**Texte extrait**.
● ● ● ●

Dans un rapport secret révélé vendredi par le Washigton Post, la CIA a conclu que la Russie était intervenue par ses cyberattaques dans la campagne électorale dans le but précis d'aider Donald Trump à être élu, et non dans le but plus général de troubler le bon déroulement de l'élection.
Mais le successeur de Barack Obama, qui prendra ses fonctions le 20 janvier, rejette avec force cette conclusion, jetant l'opprobre sur un service de renseignement à la réputation entachée par ses rapports erronés après le 11 septembre 2001 sur les liens entre Saddam Hussein et Al-Qaïda.
Donald Trump l'a dit à plusieurs reprises en interviews et, à nouveau, sur Twitter, lundi.
"A moins que vous ne preniez les hackers en flagrant délit, il est très difficile de déterminer qui a piraté. Pourquoi cela n'a-t-il pas été publié avant l'élection ?", a-t-il écrit.
Donald Trump ne cache pas ses affinités avec Vladimir Poutine et son intention de rétablir des liens plus amicaux avec la Russie. Il envisage également de nommer secrétaire d'Etat Rex Tillerson, le patron du géant pétrolier ExxonMobil, qui a des exploitations dans plus de cinquante pays et, notamment, la Russie, où il est réputé bien connaître le président Poutine.
En octobre, la communauté du renseignement américain a été unanime à accuser publiquement la Russie d'avoir piraté des partis politiques dans le but d'interférer dans l'élection.
Des messages internes au parti démocrate ont été dérobés puis diffusés en juillet, conduisant à la démission de la présidente du parti. Dans les dernières semaines avant l'élection, des milliers de messages du président de l'équipe de campagne d'Hillary Clinton ont été publiés par Wikileaks, jetant une lumière crue sur les délibérations internes. A l'inverse, aucun message du parti républicain n'a été publié.
A Moscou, le porte-parole du Kremlin, Dmitri Peskov, a dénoncé, lundi, "des accusations gratuites, non professionnelles qui n'ont rien à voir avec la réalité".
- Pas de commission spéciale -
Depuis un mois, nombreux sont les parlementaires démocrates, mais aussi républicains, qui n'entendaient pas tourner la page de l'élection si facilement.
Barack Obama a commandé une analyse complète des attaques informatiques ayant pu influencer la campagne électorale.
Mais les sénateurs républicains très influents, John McCain et Lindsey Graham, ennemis de Moscou, ainsi que les démocrates, Chuck Schumer et Jack Reed, ont lancé ce week-end un appel retentissant à mener une enquête parlementaire, avec des auditions publiques au Congrès, pour établir comment et pourquoi Moscou serait intervenue dans l'élection.
Leur appel a été entériné lundi par les deux républicains qui détiennent les clés du Congrès.

● ● ● ●

[Entrées d'un jeu de données]

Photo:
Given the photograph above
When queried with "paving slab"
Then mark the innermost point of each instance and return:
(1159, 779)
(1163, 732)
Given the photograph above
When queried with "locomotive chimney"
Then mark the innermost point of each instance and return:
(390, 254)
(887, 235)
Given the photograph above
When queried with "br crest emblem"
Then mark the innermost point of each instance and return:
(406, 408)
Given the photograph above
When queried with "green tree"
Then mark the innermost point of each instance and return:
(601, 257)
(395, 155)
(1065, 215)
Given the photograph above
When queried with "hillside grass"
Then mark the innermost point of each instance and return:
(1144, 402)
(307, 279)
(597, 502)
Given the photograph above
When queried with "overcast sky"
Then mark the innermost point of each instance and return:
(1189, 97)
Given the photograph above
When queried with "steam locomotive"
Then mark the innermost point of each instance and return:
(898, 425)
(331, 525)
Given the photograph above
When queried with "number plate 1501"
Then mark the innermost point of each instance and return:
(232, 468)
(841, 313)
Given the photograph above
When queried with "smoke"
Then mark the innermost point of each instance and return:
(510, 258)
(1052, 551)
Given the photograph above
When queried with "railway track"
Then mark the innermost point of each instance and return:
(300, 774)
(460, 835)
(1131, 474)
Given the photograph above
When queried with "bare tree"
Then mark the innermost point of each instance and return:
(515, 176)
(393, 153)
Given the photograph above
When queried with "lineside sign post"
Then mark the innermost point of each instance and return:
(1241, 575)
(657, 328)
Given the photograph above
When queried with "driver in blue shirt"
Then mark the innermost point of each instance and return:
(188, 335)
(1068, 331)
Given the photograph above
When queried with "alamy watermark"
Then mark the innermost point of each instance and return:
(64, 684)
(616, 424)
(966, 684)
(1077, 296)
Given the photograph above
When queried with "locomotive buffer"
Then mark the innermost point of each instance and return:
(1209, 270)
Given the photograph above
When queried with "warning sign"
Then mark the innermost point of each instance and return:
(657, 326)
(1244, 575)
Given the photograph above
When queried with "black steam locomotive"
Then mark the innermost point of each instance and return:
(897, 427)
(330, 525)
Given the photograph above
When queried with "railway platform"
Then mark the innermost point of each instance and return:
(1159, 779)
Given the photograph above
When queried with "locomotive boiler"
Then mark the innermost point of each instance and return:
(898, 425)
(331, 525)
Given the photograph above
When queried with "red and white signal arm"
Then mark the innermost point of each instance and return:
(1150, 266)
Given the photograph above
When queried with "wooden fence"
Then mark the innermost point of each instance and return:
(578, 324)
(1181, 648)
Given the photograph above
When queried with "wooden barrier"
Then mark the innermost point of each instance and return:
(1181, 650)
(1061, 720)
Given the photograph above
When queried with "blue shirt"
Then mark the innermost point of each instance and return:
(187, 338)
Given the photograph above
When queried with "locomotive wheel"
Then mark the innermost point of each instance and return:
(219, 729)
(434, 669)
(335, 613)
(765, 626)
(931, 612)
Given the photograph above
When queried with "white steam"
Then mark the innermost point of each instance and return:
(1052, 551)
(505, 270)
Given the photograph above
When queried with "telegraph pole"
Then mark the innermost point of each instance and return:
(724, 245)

● ● ● ●

**Énoncé**.
Reproduisez fidèlement le passage de l'article sur l'ingérence russe dans l'élection américaine, de « Dans un rapport » à « déroulement de l'élection. ». Les entrées ne jouent ici aucun rôle.

**Réponse attendue**.
Dans un rapport secret révélé vendredi par le Washigton Post, la CIA a conclu que la Russie était intervenue par ses cyberattaques dans la campagne électorale dans le but précis d'aider Donald Trump à être élu, et non dans le but plus général de troubler le bon déroulement de l'élection.